**To do**
Convert the lines from the one containing "Safety compliance: the window" through the end of the rows into a JSON list of strings, one string per line, leaving out blank lines.

═════ Extracted data

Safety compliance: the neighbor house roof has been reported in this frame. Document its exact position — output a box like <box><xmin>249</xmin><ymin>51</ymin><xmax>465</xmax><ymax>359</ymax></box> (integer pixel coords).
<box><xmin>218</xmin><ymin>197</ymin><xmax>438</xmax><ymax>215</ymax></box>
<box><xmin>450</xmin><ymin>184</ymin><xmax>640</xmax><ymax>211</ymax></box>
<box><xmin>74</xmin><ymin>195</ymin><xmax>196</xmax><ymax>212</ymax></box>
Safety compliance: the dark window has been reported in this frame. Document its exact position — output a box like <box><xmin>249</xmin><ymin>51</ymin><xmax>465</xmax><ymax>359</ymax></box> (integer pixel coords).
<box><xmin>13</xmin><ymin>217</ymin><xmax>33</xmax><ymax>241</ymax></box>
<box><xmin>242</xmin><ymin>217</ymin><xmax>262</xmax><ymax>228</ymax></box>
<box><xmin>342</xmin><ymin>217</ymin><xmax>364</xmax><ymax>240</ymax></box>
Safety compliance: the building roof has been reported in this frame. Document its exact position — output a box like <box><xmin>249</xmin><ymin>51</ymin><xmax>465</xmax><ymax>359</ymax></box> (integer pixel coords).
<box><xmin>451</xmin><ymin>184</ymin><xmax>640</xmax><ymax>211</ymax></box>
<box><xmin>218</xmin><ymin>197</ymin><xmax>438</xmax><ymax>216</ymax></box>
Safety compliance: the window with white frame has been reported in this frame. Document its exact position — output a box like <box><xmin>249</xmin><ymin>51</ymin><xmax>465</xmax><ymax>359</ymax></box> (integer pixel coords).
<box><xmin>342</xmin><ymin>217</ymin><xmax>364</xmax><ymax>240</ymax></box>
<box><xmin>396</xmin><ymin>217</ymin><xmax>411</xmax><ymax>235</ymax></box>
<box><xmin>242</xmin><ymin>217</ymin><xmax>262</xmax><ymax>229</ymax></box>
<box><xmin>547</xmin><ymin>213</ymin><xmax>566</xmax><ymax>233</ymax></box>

══════════

**Task output**
[
  "Safety compliance: the window with white frame has been reported in this frame. Document its exact position — output a box like <box><xmin>249</xmin><ymin>51</ymin><xmax>465</xmax><ymax>359</ymax></box> (integer pixel coords).",
  "<box><xmin>342</xmin><ymin>217</ymin><xmax>364</xmax><ymax>240</ymax></box>",
  "<box><xmin>396</xmin><ymin>217</ymin><xmax>411</xmax><ymax>235</ymax></box>",
  "<box><xmin>242</xmin><ymin>217</ymin><xmax>262</xmax><ymax>229</ymax></box>",
  "<box><xmin>547</xmin><ymin>213</ymin><xmax>566</xmax><ymax>233</ymax></box>"
]